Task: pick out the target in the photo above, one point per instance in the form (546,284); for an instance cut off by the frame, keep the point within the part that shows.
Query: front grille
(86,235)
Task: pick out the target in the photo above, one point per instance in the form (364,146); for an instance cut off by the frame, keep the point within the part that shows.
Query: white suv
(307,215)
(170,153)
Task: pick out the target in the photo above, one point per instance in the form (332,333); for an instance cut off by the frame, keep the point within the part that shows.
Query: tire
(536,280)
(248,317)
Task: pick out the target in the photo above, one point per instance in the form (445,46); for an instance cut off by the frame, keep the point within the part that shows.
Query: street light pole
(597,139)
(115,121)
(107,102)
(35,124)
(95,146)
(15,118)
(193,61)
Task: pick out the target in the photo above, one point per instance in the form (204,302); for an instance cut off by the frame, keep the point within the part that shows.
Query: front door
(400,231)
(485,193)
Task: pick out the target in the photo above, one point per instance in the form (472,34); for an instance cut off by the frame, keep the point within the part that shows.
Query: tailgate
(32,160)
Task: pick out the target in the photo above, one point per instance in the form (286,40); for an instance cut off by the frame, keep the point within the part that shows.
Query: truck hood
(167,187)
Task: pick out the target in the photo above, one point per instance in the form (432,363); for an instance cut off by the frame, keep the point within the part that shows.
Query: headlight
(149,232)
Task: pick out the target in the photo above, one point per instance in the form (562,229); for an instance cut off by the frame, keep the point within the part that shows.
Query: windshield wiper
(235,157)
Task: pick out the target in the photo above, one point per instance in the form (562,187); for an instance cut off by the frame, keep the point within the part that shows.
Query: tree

# # # # #

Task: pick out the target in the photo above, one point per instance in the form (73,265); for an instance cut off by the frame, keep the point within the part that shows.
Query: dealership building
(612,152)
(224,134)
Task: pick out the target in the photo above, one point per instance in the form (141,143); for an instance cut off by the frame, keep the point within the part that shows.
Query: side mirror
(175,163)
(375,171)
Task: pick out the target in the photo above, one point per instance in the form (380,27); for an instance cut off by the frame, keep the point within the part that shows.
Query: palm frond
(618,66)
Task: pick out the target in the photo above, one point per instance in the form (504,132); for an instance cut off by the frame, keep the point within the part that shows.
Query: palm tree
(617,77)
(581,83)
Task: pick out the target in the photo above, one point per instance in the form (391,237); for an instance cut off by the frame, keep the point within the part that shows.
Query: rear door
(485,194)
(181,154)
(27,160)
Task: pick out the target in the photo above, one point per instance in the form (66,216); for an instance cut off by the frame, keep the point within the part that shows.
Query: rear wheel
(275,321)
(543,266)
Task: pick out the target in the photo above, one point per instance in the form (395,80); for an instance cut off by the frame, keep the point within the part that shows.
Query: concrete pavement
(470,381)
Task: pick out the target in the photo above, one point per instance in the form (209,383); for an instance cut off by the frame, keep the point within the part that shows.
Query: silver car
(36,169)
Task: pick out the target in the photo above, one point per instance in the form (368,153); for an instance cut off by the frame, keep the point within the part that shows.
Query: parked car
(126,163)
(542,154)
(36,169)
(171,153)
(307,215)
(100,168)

# # # # #

Which lines in the listing above contain the word "front"? Gather all of them and copy each one out in full.

Query: front grille
Query: front door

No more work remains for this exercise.